TASKS FOR THIS EXERCISE.
1. Rewrite the screen time passage starting with "It’s crazy how" and going on through "our overall health.", swapping "iPad" for "laptop".
2. In the screen time passage, what is the light given off by screens called?

It’s crazy how technology has changed over the years. When I was in middle school, my sister and I had to share a flip phone and had to pay for individual texts. Now, my brother is in middle school and his school provides each student with an iPad for textbooks. It is INSANE how much technology has evolved, and how my childhood differs from my brothers’ since they grew up with all of the advances. Sometimes with this new generation of technological advances, it makes me wonder how all of this ‘screen time’ is affecting our overall health.
As medical students, we are studying with a lot of electronic resources. PDF textbooks, PowerPoint presentations, Word documents of class notes, video resources, and diagrams on the internet. Outside of studying, we are constantly on our phones, tablets, and laptops communicating with friends and catching up with family back home. Although these devices bring convenience to our daily lives, the constant screen time, in excess, can have a negative effect on our health. Late at night when we should be falling asleep, we are kept awake by the notifications on our phones and scrolling through social media sites. The light emitted from the screens is called ‘blue light’, which simulates daylight, keeps us awake, and makes it difficult for us to fall asleep. Over time, this is detrimental because we are running on lack of sleep. Not to mention the damage it can cause to our eyes long-term.

RAW DATA.

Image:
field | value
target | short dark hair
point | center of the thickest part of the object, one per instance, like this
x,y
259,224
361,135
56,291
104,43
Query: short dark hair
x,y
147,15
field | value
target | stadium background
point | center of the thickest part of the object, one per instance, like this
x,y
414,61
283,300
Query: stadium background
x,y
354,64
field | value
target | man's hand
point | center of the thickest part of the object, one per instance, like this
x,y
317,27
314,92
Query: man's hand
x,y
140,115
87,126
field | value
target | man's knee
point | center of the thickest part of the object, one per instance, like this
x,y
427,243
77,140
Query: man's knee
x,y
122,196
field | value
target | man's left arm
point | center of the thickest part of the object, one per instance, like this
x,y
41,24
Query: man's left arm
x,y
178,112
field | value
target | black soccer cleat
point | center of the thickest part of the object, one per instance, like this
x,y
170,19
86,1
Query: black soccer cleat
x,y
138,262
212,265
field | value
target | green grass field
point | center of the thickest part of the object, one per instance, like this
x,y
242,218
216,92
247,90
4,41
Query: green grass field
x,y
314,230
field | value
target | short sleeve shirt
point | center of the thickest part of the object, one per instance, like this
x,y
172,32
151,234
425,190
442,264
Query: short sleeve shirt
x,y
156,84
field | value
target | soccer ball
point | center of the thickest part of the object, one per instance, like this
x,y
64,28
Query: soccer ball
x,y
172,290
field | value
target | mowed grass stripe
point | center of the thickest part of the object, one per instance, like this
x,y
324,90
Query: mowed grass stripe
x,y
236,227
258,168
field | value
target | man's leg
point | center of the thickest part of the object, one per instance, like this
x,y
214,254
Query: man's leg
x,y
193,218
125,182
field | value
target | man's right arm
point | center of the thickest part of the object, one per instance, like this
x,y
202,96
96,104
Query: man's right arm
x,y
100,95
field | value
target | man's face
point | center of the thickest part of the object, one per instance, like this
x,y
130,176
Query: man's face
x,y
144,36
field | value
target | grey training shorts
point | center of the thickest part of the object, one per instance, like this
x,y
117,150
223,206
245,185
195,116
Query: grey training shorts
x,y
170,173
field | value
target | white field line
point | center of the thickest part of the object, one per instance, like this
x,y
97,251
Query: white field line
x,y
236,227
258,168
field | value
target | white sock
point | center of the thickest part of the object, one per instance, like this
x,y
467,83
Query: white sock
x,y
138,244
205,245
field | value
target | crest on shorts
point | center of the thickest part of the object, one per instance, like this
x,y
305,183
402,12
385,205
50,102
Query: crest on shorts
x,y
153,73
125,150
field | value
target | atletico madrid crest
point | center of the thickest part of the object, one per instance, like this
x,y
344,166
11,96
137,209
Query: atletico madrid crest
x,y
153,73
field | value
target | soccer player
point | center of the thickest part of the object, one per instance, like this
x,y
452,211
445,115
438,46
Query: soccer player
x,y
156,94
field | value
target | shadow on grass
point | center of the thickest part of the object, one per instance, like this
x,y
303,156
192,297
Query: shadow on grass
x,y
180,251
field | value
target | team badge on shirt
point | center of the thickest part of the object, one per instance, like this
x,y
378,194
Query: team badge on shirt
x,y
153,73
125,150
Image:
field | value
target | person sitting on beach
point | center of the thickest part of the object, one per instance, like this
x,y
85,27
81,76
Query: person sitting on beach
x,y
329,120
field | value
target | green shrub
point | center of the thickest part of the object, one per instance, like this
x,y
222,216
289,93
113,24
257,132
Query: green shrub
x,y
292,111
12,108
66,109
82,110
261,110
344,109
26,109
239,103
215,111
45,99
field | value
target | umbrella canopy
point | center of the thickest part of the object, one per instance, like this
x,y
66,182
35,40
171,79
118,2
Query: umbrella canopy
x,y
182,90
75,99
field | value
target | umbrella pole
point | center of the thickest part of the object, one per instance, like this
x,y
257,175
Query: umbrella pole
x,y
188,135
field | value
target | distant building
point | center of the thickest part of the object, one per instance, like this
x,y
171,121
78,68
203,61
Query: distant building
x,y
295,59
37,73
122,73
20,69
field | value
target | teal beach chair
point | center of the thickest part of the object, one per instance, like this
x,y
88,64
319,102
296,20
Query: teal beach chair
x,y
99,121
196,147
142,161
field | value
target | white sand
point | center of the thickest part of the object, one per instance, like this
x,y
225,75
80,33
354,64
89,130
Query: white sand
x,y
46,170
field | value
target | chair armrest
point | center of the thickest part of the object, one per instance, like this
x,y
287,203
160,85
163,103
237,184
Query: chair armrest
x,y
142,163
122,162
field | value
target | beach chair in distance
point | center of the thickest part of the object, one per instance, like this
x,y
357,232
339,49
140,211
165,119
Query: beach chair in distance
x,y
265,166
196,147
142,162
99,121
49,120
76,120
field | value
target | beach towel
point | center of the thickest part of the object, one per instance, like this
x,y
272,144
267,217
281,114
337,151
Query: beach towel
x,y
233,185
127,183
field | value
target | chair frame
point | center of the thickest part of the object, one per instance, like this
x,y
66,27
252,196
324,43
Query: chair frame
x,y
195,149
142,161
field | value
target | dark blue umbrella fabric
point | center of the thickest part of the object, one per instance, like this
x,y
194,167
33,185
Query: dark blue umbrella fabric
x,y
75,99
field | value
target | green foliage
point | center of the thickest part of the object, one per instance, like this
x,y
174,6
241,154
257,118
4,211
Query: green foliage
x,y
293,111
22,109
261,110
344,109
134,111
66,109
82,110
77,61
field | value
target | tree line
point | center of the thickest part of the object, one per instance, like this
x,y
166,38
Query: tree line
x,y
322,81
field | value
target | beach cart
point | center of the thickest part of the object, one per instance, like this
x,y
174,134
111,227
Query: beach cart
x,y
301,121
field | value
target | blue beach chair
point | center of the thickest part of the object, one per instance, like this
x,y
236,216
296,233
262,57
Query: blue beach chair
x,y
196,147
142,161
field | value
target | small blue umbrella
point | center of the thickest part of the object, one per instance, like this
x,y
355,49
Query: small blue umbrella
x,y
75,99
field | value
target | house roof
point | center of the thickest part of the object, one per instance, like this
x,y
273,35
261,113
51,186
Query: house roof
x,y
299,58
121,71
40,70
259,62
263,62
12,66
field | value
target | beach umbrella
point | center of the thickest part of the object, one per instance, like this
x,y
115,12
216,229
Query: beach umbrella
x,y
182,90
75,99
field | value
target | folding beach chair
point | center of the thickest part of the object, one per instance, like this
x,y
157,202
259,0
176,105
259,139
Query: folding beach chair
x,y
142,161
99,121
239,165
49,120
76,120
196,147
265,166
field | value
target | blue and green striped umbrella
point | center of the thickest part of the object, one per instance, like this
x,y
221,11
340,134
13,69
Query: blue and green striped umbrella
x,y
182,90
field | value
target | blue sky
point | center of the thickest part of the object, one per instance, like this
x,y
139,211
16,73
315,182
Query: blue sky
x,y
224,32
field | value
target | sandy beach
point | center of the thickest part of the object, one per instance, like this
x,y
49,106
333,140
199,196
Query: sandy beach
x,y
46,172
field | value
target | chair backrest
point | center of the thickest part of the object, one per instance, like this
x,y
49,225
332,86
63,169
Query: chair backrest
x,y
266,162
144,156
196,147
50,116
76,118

---

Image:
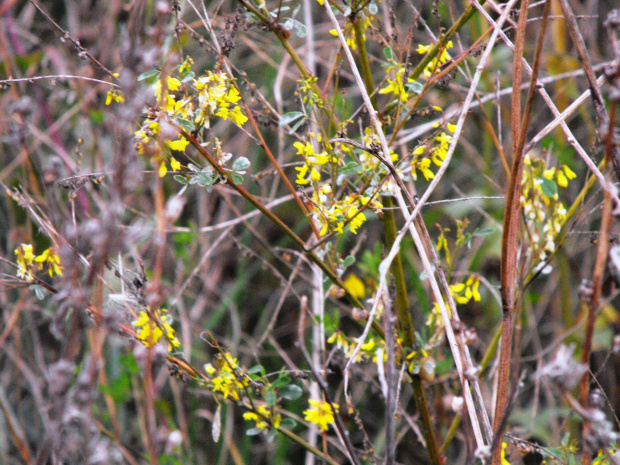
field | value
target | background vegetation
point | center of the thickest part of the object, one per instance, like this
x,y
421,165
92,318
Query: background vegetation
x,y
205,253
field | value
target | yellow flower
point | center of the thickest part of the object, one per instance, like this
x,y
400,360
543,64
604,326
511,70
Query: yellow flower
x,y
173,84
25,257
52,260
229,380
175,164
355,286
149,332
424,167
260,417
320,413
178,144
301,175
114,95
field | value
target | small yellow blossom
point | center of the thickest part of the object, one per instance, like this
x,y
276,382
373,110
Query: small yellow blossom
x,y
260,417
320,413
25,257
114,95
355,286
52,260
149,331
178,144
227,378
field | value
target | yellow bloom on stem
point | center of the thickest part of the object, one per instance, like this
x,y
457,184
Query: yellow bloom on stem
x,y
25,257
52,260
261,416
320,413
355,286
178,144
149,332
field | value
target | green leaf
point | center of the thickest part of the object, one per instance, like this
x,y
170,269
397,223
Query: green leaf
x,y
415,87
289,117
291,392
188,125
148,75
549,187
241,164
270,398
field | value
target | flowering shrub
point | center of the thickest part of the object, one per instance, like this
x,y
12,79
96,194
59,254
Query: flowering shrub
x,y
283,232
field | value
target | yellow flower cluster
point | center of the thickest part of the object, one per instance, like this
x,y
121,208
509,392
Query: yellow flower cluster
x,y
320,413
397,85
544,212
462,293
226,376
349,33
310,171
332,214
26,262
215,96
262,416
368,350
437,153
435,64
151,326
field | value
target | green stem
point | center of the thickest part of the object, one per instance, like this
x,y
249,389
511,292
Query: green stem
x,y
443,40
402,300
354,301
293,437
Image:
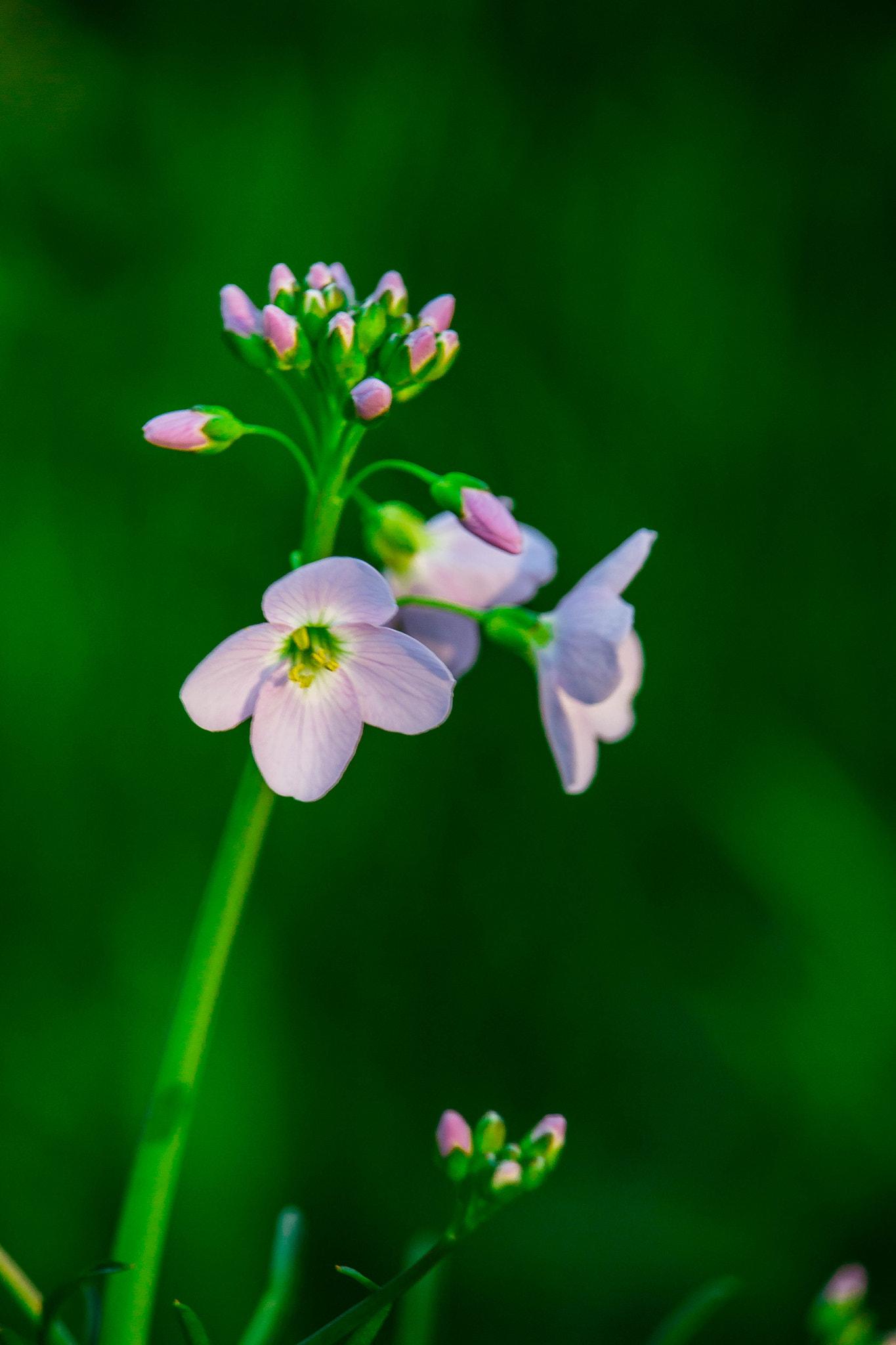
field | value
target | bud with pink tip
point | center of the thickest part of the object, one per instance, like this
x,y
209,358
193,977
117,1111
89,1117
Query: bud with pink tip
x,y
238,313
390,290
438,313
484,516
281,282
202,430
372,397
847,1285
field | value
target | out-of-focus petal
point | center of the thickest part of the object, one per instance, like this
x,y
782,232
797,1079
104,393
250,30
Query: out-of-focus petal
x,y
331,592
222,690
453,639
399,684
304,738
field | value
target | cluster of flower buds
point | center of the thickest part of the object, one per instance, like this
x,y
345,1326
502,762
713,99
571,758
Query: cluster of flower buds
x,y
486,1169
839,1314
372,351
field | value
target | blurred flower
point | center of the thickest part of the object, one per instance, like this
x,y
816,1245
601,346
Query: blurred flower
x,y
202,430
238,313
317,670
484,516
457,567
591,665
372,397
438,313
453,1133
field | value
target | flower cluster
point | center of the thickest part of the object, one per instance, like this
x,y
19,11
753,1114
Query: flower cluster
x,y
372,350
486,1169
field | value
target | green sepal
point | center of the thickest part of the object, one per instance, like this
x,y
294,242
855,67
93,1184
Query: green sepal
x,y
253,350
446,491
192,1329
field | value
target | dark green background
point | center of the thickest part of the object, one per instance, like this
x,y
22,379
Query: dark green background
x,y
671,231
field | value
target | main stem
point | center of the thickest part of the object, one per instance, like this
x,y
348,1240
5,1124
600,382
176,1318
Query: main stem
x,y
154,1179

==

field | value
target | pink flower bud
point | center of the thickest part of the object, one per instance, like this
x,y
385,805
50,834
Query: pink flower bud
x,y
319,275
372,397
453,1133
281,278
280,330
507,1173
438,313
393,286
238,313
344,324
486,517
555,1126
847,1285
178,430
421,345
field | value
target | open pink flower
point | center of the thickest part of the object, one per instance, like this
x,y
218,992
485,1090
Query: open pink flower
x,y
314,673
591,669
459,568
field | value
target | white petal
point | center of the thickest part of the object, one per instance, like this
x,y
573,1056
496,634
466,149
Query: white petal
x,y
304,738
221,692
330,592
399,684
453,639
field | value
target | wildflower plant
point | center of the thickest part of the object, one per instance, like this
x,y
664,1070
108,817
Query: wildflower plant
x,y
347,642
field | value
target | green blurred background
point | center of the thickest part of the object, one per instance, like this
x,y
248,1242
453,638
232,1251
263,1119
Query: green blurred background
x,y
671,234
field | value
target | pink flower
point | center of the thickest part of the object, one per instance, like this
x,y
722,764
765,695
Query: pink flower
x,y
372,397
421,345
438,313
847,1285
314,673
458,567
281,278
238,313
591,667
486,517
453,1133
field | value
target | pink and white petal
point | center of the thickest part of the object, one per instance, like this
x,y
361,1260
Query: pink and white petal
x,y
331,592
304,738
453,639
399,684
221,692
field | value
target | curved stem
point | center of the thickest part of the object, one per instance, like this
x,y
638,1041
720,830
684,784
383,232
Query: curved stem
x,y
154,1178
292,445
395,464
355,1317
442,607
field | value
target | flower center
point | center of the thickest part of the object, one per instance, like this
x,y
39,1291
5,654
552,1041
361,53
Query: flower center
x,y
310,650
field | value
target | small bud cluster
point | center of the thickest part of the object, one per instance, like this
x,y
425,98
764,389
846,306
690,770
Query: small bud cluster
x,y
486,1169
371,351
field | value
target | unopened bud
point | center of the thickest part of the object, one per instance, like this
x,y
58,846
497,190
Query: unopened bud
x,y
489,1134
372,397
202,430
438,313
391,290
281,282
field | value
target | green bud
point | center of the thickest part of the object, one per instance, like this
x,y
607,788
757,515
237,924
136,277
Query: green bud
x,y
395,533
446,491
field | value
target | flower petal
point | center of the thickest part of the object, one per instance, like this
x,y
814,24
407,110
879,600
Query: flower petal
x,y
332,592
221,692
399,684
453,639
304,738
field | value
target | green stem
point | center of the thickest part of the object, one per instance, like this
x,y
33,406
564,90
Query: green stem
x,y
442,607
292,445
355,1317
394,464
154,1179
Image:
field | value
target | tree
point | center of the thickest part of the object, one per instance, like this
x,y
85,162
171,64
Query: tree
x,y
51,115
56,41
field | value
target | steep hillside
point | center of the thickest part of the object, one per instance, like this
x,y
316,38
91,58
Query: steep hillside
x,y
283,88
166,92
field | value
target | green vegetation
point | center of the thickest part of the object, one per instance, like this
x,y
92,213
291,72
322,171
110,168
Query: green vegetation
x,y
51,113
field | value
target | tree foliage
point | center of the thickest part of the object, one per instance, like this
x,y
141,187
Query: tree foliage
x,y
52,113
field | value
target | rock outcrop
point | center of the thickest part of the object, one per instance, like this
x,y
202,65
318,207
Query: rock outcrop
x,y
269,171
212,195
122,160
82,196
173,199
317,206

RESULTS FOR EACH TASK.
1.
It’s crazy how technology has changed over the years. When I was in middle school, my sister and I had to share a flip phone and had to pay for individual texts. Now, my brother is in middle school and his school provides each student with an laptop for textbooks. It is INSANE how much technology has evolved, and how my childhood differs from my brothers’ since they grew up with all of the advances. Sometimes with this new generation of technological advances, it makes me wonder how all of this ‘screen time’ is affecting our overall health.

2. Blue light.